» Problem A:
Answer these questions about the weekly roundup:
(i) By when do the UK competition authorities hope to have Open Banking in place?
(ii) What percentage of Britons bank online?
(iii) Which economist at the World Bank does Tim Harford quote?

» Excerpt:
____

Weekly Roundup, 16th August 2016

Weekly Roundup, 16th August 2016

We begin today’s weekly roundup in the FT, where Claer Barrett looked at the proposed reforms to the consumer banking market.

Open banking

Claer Barrett

After a two-year review, the UK competition authorities have proposed something called Open Banking, which they hope to have in place by summer 2018.

  • UK consumers are notoriously loathe to change banks, even when there is a better – if confusing – offer on the table, and a bribe of up to £150 to make the switch.

The idea of Open Banking is that all banks will have to allow you to share your data with financial apps which both make it easier to manage your finances, and also to switch providers.

  • The apps will come with built-in “nudges” to help people behave better financially.
  • And once they learn your spending habits, they will be able to recommend the best account for you, as well as transfer cash between accounts to avoid overdraft charges.

Similar apps (such as Money Dashboard) currently exist, but they require people to manually share their usernames and passwords, which puts most people off.

  • The hope is that if the data had already been exchanged in the background, people will have nothing to lose by taking advantage of the service.

It’s not a bad idea, especially if it helps people to budget properly so that they have money left over at the end of each month which they can save towards their retirement.

  • But only 56% of Britons bank online, and the services have been around long enough to suggest that the other 44% are unlikely to develop a sudden enthusiasm.
  • And there will be security concerns to begin with.

Tim Harford

Tim Harford wrote about trust.

  • He quotes Steve Knack – an economist at the World Bank – as saying that trust “would explain basically all the difference in per capita income between the US and Somalia.”

In low-trust societies, people spend all their time guarding what they’ve got, and they don’t take complicated risks that involve the future.

  • There’s a feedback loop in the other direction, too – in a rich country, most people are too well-off to see stealing as the way forward.

Tim also quotes Colin Turnbull’s study of the Ik, a Ugandan tribe displaced by drought in the 1960s.
With no future to look forward too, the Ik had no reputation to defend.

“Parents would abandon their own children and children betray their own parents.”

In modern society, the “circle of trust” has been extended and depersonalised, mostly through the much maligned banking system.

  • The best example is the credit card, which means that you are good for a small debt in almost any corner of the globe.

In recent times, review-based services like Uber and AirBnB have developed. ((In fact this system was pioneered by eBay more than two decades ago ))

  • Here users rate the service to keep providers honest.

____

» Records provided:
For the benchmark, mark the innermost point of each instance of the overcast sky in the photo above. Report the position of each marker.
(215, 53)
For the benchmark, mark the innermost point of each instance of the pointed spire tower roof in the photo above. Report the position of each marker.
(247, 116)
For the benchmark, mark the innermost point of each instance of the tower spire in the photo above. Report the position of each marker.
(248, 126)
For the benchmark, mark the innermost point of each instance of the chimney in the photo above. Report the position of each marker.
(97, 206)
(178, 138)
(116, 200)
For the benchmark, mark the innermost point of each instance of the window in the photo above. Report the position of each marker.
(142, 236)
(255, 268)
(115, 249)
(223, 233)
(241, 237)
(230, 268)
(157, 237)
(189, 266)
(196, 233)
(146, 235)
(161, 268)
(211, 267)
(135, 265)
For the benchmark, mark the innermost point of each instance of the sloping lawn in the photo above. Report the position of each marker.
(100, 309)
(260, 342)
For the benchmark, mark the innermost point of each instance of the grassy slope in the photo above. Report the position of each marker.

____

» Problem B: Transcribe the lines of the listing from the line with "of the window" through the final line of the listing.

» Result A:
(i) By summer 2018.
(ii) 56%.
(iii) Steve Knack.

» Result B:
For the benchmark, mark the innermost point of each instance of the window in the photo above. Report the position of each marker.
(142, 236)
(255, 268)
(115, 249)
(223, 233)
(241, 237)
(230, 268)
(157, 237)
(189, 266)
(196, 233)
(146, 235)
(161, 268)
(211, 267)
(135, 265)
For the benchmark, mark the innermost point of each instance of the sloping lawn in the photo above. Report the position of each marker.
(100, 309)
(260, 342)
For the benchmark, mark the innermost point of each instance of the grassy slope in the photo above. Report the position of each marker.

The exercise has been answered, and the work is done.